• [EXTRACTO DE PÁGINA]
-=-=-

Amanece despejado, pero no evita el desorden; el grupo se divide. Aunque se había hablado de ir todos juntos a desayunar a Segura, y desde allí reemprender la marcha, la mitad de los ocho que somos, no puede esperar tanto, y, antes de que salga el sol, se reúnen en el desván de Ondarre la Mariposa Feliz, el Emérito (que se ha apuntado a este viaje, convaleciente y muy perjudicado, según dice, de un fuerte resfriado) y el Wikipedia para prepararse café. Tuestan pan que riegan con aceite, golosean magdalenas… Mientras, el Estoico, como siempre, se prepara la infusión correspondiente; una de las varias que suele tomar al día. Pipi Calzaslargas apura su correspondiente tanque de café “americano” y el Conseguidor se abstiene y no sabe qué hacer, si venir al pueblo o no –cosa rara en él– que siempre halla una respuesta para seguir hacia adelante en la encrucijada de caminos.

-=-=-

• [SECCIÓN DE DATOS]
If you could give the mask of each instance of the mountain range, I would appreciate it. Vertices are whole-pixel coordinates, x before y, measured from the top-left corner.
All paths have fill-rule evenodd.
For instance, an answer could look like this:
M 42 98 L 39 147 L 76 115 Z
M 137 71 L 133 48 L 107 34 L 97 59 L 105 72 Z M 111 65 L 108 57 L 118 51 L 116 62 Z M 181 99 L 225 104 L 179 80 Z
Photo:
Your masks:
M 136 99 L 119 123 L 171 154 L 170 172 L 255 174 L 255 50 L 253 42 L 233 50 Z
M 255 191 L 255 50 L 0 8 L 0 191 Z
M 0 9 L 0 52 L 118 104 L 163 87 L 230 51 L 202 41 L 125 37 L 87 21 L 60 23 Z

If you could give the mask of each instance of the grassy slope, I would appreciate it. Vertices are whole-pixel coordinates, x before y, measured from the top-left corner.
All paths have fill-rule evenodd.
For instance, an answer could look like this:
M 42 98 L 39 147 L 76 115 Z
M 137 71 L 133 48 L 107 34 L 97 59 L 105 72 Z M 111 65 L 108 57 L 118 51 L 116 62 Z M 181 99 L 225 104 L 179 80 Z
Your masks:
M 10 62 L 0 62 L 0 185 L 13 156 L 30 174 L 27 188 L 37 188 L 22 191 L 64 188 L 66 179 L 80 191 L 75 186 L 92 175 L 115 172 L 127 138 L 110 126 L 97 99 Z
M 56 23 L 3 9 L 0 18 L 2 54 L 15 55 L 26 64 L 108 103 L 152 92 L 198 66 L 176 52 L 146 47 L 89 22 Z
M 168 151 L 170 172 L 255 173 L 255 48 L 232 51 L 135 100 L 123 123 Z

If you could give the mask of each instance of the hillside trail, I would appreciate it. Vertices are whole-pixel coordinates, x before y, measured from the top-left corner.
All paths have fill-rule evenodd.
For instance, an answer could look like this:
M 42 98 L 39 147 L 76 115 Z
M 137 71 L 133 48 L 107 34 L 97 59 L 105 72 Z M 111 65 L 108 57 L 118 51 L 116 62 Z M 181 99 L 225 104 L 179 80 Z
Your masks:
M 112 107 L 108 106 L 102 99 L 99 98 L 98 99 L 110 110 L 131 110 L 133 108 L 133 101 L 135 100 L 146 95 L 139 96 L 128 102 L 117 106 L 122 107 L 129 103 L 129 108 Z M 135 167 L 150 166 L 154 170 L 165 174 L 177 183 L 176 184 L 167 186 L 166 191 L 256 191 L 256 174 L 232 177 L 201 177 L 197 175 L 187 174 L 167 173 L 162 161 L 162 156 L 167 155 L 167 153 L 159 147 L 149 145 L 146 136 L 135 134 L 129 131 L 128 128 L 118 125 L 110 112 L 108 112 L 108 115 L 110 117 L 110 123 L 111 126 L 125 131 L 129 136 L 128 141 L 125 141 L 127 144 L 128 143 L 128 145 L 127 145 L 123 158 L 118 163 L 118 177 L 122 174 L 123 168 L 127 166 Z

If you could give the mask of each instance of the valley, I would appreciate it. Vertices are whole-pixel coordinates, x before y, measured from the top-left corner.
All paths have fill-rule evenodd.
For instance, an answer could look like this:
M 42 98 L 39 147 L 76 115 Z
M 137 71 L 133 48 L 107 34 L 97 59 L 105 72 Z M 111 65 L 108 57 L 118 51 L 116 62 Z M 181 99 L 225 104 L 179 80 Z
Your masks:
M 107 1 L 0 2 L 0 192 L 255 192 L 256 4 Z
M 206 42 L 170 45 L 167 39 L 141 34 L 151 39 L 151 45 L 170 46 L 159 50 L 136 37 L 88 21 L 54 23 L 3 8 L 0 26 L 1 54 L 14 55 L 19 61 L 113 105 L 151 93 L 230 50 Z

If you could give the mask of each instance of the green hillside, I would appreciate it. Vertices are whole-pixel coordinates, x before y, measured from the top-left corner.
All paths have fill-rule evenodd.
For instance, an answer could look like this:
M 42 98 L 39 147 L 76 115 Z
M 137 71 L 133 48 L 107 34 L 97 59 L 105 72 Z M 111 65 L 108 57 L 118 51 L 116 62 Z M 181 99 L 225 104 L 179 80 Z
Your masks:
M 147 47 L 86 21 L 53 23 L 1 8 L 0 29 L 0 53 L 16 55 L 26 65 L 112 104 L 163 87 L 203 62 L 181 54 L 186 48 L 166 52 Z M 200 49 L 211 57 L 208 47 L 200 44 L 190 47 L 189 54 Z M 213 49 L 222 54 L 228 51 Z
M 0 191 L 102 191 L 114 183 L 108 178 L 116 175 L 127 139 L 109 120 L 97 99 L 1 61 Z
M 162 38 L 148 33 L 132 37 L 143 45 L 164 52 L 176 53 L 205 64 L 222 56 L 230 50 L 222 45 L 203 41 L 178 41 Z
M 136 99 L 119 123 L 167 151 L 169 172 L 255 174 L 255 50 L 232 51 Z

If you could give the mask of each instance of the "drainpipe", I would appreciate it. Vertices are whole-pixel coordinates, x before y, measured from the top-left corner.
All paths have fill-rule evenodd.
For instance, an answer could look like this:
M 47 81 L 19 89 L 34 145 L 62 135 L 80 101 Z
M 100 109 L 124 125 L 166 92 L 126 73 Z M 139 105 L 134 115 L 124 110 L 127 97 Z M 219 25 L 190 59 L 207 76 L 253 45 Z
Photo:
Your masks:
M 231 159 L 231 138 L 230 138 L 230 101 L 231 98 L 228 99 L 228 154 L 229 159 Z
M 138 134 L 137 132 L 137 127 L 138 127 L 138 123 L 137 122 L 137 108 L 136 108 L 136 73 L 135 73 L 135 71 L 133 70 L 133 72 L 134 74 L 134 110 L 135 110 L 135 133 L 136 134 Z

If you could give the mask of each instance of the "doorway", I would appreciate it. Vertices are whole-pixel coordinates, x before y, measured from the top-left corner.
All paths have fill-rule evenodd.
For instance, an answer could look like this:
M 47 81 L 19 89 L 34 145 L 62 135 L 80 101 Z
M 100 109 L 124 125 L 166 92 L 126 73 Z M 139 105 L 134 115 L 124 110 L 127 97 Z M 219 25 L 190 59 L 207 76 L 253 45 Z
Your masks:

-=-=-

Actualiza el tramo del extracto de página desde "Amanece despejado, pero" hasta "encrucijada de caminos." sustituyendo "desván" por "sótano", y transcríbelo completo.

Amanece despejado, pero no evita el desorden; el grupo se divide. Aunque se había hablado de ir todos juntos a desayunar a Segura, y desde allí reemprender la marcha, la mitad de los ocho que somos, no puede esperar tanto, y, antes de que salga el sol, se reúnen en el sótano de Ondarre la Mariposa Feliz, el Emérito (que se ha apuntado a este viaje, convaleciente y muy perjudicado, según dice, de un fuerte resfriado) y el Wikipedia para prepararse café. Tuestan pan que riegan con aceite, golosean magdalenas… Mientras, el Estoico, como siempre, se prepara la infusión correspondiente; una de las varias que suele tomar al día. Pipi Calzaslargas apura su correspondiente tanque de café “americano” y el Conseguidor se abstiene y no sabe qué hacer, si venir al pueblo o no –cosa rara en él– que siempre halla una respuesta para seguir hacia adelante en la encrucijada de caminos.